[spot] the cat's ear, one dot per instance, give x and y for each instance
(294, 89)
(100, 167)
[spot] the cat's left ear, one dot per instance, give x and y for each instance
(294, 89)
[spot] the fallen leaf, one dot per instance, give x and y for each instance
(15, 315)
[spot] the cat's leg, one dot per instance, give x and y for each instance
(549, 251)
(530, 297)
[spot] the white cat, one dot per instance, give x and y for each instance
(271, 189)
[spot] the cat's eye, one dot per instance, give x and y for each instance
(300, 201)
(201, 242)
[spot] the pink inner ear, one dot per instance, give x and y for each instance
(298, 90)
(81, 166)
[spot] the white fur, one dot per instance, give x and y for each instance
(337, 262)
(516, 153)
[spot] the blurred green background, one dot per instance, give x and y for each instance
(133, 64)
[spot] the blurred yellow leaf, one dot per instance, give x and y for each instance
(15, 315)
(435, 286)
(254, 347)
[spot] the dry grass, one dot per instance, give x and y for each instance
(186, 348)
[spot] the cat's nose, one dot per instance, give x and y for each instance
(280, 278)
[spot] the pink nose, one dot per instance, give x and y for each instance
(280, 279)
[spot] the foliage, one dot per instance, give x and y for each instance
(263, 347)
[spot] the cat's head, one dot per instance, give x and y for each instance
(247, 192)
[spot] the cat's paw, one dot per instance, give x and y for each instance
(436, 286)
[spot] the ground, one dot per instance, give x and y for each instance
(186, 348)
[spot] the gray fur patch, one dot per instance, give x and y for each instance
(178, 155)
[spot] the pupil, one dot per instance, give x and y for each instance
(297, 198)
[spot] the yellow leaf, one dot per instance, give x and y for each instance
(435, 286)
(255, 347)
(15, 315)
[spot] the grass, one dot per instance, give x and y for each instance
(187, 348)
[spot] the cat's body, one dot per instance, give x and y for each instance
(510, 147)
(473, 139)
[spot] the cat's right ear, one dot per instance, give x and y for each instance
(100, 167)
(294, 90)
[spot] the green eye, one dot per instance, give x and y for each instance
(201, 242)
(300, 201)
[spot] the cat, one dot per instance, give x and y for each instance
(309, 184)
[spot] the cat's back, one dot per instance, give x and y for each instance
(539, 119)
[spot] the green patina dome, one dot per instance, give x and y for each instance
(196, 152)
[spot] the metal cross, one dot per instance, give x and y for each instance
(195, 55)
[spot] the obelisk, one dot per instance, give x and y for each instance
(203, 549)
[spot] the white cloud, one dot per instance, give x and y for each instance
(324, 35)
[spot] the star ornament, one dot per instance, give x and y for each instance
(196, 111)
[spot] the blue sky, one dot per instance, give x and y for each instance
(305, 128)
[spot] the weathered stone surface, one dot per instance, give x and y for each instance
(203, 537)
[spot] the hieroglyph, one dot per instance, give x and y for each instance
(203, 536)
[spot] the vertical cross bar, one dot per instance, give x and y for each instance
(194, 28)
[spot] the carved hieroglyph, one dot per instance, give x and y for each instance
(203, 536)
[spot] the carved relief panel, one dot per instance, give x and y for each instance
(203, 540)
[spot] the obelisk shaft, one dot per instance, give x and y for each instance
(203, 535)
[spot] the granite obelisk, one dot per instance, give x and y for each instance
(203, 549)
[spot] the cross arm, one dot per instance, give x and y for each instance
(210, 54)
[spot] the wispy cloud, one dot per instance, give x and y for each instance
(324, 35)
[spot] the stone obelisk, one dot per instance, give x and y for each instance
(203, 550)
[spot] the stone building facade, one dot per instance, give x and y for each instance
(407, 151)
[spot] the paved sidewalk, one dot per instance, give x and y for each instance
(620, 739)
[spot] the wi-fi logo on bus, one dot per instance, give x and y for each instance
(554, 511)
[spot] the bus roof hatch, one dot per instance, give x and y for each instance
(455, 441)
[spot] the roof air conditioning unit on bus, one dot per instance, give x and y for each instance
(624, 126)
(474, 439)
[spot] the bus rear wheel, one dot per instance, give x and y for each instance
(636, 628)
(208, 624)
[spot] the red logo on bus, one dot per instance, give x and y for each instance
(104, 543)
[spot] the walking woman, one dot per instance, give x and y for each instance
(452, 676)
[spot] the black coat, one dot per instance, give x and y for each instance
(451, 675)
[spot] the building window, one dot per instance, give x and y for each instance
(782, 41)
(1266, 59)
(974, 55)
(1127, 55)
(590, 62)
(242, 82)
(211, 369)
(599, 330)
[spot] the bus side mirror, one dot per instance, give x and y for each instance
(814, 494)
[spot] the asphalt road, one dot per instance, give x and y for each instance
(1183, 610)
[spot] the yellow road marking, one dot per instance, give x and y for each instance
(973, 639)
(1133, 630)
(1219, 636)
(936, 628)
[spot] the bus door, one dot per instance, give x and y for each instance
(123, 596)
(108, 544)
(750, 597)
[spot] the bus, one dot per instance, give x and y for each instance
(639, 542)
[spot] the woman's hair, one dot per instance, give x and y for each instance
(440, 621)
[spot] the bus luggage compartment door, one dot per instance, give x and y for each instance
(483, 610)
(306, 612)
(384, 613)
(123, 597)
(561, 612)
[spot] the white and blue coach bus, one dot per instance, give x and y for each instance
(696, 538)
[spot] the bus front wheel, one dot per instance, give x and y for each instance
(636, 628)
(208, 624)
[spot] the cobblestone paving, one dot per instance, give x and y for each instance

..............................

#### Exercise instructions
Format every line of the rows above as a Markdown table with two columns, No. and Line, numbering each line in order and leaving out blank lines.

#### Task output
| No. | Line |
|---|---|
| 1 | [spot] the cat's ear, one dot per instance, give x and y for each instance |
| 2 | (294, 89) |
| 3 | (100, 167) |
| 4 | [spot] the cat's left ear, one dot per instance, give x and y for each instance |
| 5 | (294, 89) |
| 6 | [spot] the fallen leaf, one dot per instance, give x and y for each instance |
| 7 | (15, 315) |
| 8 | [spot] the cat's leg, one dot per instance, give x and y for each instance |
| 9 | (549, 251) |
| 10 | (530, 297) |
| 11 | [spot] the white cat, one dot per instance, give x and y for each instance |
| 12 | (271, 189) |
| 13 | [spot] the cat's eye, one dot per instance, give x and y for each instance |
| 14 | (300, 201) |
| 15 | (201, 242) |
| 16 | [spot] the pink inner ear, one dot per instance, give x and y for each instance |
| 17 | (298, 90) |
| 18 | (81, 166) |
| 19 | [spot] the white fur, one dot per instance, give x and y for each instance |
| 20 | (337, 262) |
| 21 | (516, 153) |
| 22 | [spot] the blurred green background, one dot per instance, give x and y for each instance |
| 23 | (133, 64) |
| 24 | [spot] the blurred yellow leaf, one dot per instance, give x and y for each instance |
| 25 | (15, 315) |
| 26 | (435, 286) |
| 27 | (254, 347) |
| 28 | [spot] the dry grass, one dot per instance, give x and y for each instance |
| 29 | (186, 348) |
| 30 | [spot] the cat's nose, one dot per instance, give x and y for each instance |
| 31 | (280, 278) |
| 32 | [spot] the pink nose, one dot per instance, give x and y for each instance |
| 33 | (280, 279) |
| 34 | [spot] the foliage, one dot per instance, give x and y for each instance |
| 35 | (263, 347) |
| 36 | [spot] the cat's head, one dot per instance, give x and y for each instance |
| 37 | (247, 192) |
| 38 | [spot] the cat's paw, one dot per instance, give x and y for each instance |
| 39 | (436, 286) |
| 40 | [spot] the ground, one dot per instance, give x and y for each instance |
| 41 | (186, 348) |
| 42 | [spot] the gray fur patch, one dot per instance, give x and y for each instance |
| 43 | (178, 155) |
| 44 | [spot] the pupil, one dot per instance, give x and y for each instance |
| 45 | (297, 198) |
| 46 | [spot] the yellow leaf, one dot per instance, give x and y for each instance |
| 47 | (435, 286) |
| 48 | (255, 347) |
| 49 | (15, 315) |
| 50 | [spot] the grass, one dot per instance, give x and y for each instance |
| 51 | (187, 348) |
| 52 | [spot] the cat's body, one dot per instance, give x and y for each instance |
| 53 | (510, 147) |
| 54 | (473, 139) |
| 55 | [spot] the cat's right ear, one dot per instance, give x and y for each instance |
| 56 | (100, 167) |
| 57 | (294, 90) |
| 58 | [spot] the green eye, one dot per instance, give x and y for each instance |
| 59 | (201, 242) |
| 60 | (300, 201) |
| 61 | [spot] the cat, one dot per instance, give x and y for each instance |
| 62 | (309, 184) |
| 63 | [spot] the cat's back, one dot per instance, give x and y for each instance |
| 64 | (539, 119) |
| 65 | [spot] the green patina dome, one dot per instance, give x and y for each instance |
| 66 | (196, 152) |
| 67 | [spot] the metal cross, one dot per instance, give x and y for each instance |
| 68 | (195, 55) |
| 69 | [spot] the obelisk, one dot per instance, give x and y for each instance |
| 70 | (203, 549) |
| 71 | [spot] the white cloud, one dot per instance, give x and y for each instance |
| 72 | (324, 35) |
| 73 | [spot] the star ornament, one dot per instance, give x and y for each instance |
| 74 | (196, 111) |
| 75 | [spot] the blue sky, one dot per instance, give x and y for each instance |
| 76 | (305, 128) |
| 77 | [spot] the weathered stone surface, one dot per instance, give x and y for each instance |
| 78 | (203, 537) |
| 79 | [spot] the hieroglyph, one dot per instance, give x and y for each instance |
| 80 | (203, 536) |
| 81 | [spot] the vertical cross bar, one dot per instance, give x and y for each instance |
| 82 | (194, 28) |
| 83 | [spot] the carved hieroglyph, one dot per instance, give x and y for each instance |
| 84 | (203, 536) |
| 85 | [spot] the carved relief panel, one dot per instance, give x and y for each instance |
| 86 | (203, 540) |
| 87 | [spot] the obelisk shaft, one dot per instance, give x and y for each instance |
| 88 | (203, 535) |
| 89 | [spot] the granite obelisk, one dot per instance, give x and y for each instance |
| 90 | (203, 549) |
| 91 | [spot] the cross arm, one dot per instance, give x and y for each instance |
| 92 | (210, 54) |
| 93 | [spot] the wispy cloud, one dot per instance, give x and y for each instance |
| 94 | (324, 35) |
| 95 | [spot] the stone obelisk, one dot per instance, give x and y for each instance |
| 96 | (203, 550) |
| 97 | [spot] the stone building facade, one dot per instance, give x and y for each instance |
| 98 | (407, 151) |
| 99 | [spot] the paved sidewalk, one dot per instance, give x and y for each instance |
| 100 | (620, 739) |
| 101 | [spot] the wi-fi logo on bus, one dot per instance, give x and y for each instance |
| 102 | (554, 511) |
| 103 | [spot] the bus roof hatch, one dot per instance, give x and y for each instance |
| 104 | (455, 441) |
| 105 | [spot] the roof air conditioning unit on bus, one dot per instance, give x and y for each instance |
| 106 | (624, 126) |
| 107 | (474, 439) |
| 108 | [spot] the bus rear wheel, one dot per instance, give x and y for each instance |
| 109 | (636, 628) |
| 110 | (208, 624) |
| 111 | [spot] the red logo on bus, one dot per instance, give x and y for each instance |
| 112 | (104, 543) |
| 113 | [spot] the walking woman, one dot per instance, give x and y for each instance |
| 114 | (452, 676) |
| 115 | [spot] the black coat, one dot per instance, give x and y for each instance |
| 116 | (451, 675) |
| 117 | [spot] the building window, one dot per instance, give x and y for each instance |
| 118 | (782, 41) |
| 119 | (1266, 59) |
| 120 | (974, 55) |
| 121 | (1127, 55) |
| 122 | (590, 62) |
| 123 | (242, 82) |
| 124 | (211, 369) |
| 125 | (599, 330) |
| 126 | [spot] the bus side mirror, one dot per instance, give x and y for each instance |
| 127 | (814, 494) |
| 128 | [spot] the asphalt road, one dot per instance, give x and y for each instance |
| 129 | (1183, 610) |
| 130 | [spot] the yellow road marking, one dot per instance, give x and y for each instance |
| 131 | (973, 639) |
| 132 | (1133, 630) |
| 133 | (1219, 636) |
| 134 | (936, 628) |
| 135 | [spot] the bus door, one dot per instance, give x and y for each instance |
| 136 | (123, 596) |
| 137 | (108, 544) |
| 138 | (750, 597) |
| 139 | [spot] the bus, one dot per instance, give x and y for each instance |
| 140 | (639, 542) |
| 141 | [spot] the woman's hair, one dot per instance, give x and y for each instance |
| 142 | (440, 621) |
| 143 | [spot] the bus luggage compartment door, one dot per instance, give x and y for each instance |
| 144 | (483, 610) |
| 145 | (306, 612) |
| 146 | (384, 613) |
| 147 | (123, 597) |
| 148 | (561, 612) |
| 149 | [spot] the white and blue coach bus, one dot per instance, give x and y for each instance |
| 150 | (696, 538) |
| 151 | [spot] the bus front wheel, one dot per instance, give x and y for each instance |
| 152 | (636, 628) |
| 153 | (208, 624) |
| 154 | [spot] the cobblestone paving, one dot per instance, give x and y for each instance |